Following the inspection of 27 designated centres for people with disabilities, the Health Information and Quality Authority (Hiqa) found 11 centres to be non-compliant with the regulations and standards.
At one centre operated by St Michael’s House, it was found that improvements were needed in a number of areas including staff training, residents’ rights, and protection against infection.
Meanwhile, at another centre operated by the same provider, improvements in staff training was also required.
According to Hiqa, at a centre operated by Cheshire Foundation in Ireland, improvements were required to ensure compliance in the role of the person in charge. Issues with repairs and the cleanliness of the premises were also identified.
Inspectors found a centre operated by St. Joseph’s Foundation needed improvements in the quality and safety of care provided to residents, including infection control.

PROVIDED MATERIAL
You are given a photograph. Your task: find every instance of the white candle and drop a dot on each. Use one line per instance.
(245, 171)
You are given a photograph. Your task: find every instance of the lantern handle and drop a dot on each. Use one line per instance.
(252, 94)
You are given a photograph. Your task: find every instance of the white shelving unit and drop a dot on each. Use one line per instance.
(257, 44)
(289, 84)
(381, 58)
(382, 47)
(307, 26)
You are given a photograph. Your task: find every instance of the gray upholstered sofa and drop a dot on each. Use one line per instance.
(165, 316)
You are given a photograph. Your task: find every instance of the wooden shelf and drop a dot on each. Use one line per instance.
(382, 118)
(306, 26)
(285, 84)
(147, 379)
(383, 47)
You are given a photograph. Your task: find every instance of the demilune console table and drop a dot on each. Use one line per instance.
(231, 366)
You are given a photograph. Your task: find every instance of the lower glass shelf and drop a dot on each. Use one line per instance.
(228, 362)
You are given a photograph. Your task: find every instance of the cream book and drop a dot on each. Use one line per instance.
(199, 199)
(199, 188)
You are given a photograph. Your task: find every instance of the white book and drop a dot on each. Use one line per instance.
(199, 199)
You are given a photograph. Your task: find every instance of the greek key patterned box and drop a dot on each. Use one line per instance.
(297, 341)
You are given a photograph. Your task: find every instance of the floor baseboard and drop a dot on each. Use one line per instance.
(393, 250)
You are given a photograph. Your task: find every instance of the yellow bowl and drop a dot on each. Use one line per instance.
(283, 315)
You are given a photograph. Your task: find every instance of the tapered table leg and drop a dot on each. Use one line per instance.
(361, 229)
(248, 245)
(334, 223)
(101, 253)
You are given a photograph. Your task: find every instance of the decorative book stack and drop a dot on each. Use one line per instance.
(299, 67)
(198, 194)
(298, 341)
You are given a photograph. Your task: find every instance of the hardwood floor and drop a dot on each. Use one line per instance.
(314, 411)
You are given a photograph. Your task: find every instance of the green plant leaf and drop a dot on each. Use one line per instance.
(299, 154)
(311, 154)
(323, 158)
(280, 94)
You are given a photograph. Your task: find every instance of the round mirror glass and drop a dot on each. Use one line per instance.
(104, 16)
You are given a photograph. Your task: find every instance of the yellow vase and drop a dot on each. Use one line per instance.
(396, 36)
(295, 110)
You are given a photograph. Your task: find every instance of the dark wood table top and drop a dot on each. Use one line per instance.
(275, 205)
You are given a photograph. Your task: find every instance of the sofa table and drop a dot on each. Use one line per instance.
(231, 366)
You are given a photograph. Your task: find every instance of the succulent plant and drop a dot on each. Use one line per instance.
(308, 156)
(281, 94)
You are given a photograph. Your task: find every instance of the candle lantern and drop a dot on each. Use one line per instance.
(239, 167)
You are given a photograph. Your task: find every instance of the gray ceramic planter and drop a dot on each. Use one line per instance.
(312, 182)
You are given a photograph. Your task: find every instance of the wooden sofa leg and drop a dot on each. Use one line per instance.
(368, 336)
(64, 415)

---

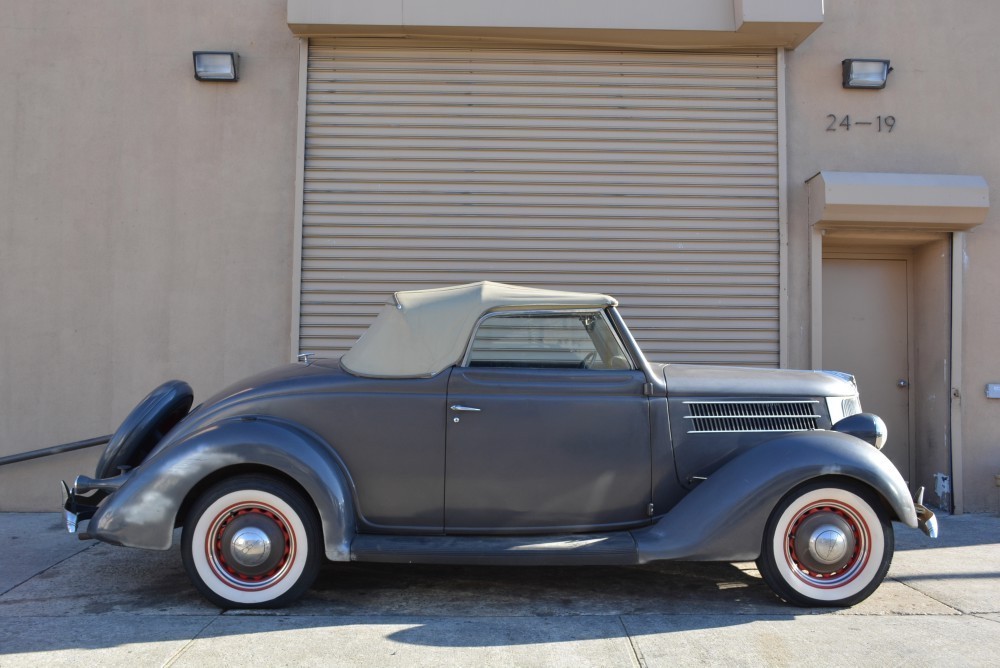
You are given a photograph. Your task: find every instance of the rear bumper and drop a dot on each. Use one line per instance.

WHAT IS NEEDED
Does the text about the Hiqa inspections agree with each of these statements: (a) Hiqa found 11 of the 27 inspected centres to be non-compliant; (b) a St. Joseph's Foundation centre required improvements in the role of the person in charge; (c) a St. Joseph's Foundation centre needed improvements that included infection control? Answer yes or no for each, quoting the deciding words. The records have no connection to the text about the Hiqa inspections.

RESPONSE AREA
(a) Yes: "found 11 centres to be non-compliant with the regulations and standards"
(b) No: "at a centre operated by Cheshire Foundation in Ireland, improvements were required to ensure compliance in the role of the person in charge"
(c) Yes: "needed improvements in the quality and safety of care provided to residents, including infection control"